>>>

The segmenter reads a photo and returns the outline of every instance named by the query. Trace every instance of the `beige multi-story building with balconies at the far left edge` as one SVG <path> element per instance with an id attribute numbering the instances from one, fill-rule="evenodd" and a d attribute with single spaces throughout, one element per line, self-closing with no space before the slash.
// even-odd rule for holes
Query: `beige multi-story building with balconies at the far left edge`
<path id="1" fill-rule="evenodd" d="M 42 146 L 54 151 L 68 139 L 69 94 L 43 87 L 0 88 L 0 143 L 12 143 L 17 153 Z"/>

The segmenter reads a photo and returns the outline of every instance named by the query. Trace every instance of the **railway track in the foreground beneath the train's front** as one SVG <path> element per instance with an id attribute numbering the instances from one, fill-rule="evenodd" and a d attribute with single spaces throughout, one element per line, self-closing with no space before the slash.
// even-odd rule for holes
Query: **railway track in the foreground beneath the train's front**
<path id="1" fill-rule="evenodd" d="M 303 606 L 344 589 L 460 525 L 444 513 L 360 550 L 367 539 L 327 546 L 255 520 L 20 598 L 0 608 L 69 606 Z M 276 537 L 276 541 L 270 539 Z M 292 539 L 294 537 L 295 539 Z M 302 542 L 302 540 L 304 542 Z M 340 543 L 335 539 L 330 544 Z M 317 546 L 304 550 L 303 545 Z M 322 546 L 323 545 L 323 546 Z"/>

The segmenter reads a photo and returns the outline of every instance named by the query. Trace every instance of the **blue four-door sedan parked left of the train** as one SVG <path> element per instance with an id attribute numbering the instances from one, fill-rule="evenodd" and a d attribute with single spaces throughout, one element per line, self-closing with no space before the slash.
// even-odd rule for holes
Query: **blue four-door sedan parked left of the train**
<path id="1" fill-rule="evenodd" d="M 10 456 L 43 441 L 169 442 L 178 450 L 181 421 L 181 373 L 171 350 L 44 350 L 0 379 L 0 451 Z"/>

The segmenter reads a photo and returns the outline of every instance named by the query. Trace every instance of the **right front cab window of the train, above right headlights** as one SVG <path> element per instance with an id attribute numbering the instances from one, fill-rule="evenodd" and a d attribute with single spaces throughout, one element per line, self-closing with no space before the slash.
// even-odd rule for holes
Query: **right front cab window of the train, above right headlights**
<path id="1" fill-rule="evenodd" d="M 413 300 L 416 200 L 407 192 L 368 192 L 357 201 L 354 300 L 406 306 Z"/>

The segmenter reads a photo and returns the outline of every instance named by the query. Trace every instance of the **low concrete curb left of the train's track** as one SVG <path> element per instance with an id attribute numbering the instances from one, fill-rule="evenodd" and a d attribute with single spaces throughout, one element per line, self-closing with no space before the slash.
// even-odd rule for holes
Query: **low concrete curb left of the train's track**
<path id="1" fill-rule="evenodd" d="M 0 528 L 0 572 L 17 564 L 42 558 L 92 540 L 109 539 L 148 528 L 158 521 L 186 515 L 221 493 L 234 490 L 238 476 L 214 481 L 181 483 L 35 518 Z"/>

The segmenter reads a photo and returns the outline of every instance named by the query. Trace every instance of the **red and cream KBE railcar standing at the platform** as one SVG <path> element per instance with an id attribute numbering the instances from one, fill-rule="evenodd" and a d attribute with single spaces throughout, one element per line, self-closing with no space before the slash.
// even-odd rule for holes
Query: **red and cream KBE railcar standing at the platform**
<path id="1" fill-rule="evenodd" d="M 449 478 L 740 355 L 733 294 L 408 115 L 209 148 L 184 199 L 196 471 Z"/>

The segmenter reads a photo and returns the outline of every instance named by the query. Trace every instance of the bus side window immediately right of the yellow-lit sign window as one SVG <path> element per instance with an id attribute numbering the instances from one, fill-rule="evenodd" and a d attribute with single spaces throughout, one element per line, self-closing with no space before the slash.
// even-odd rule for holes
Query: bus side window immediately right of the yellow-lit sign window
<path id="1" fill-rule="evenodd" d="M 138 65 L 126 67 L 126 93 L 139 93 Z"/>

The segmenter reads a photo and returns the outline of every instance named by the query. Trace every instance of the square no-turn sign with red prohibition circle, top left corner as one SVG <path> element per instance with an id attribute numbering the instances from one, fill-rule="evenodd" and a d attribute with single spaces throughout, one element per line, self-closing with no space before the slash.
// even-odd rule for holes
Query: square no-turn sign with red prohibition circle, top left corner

<<<

Show the lines of the entries that include the string "prohibition", copying each in full.

### Completed exercise
The segmenter reads a photo and returns the outline of every instance named by the query. Trace every instance of the square no-turn sign with red prohibition circle, top left corner as one SVG <path> element per instance with an id attribute numbering the instances from one, fill-rule="evenodd" and a d attribute with single spaces throughout, one element per line, self-closing with no space before the slash.
Query: square no-turn sign with red prohibition circle, top left corner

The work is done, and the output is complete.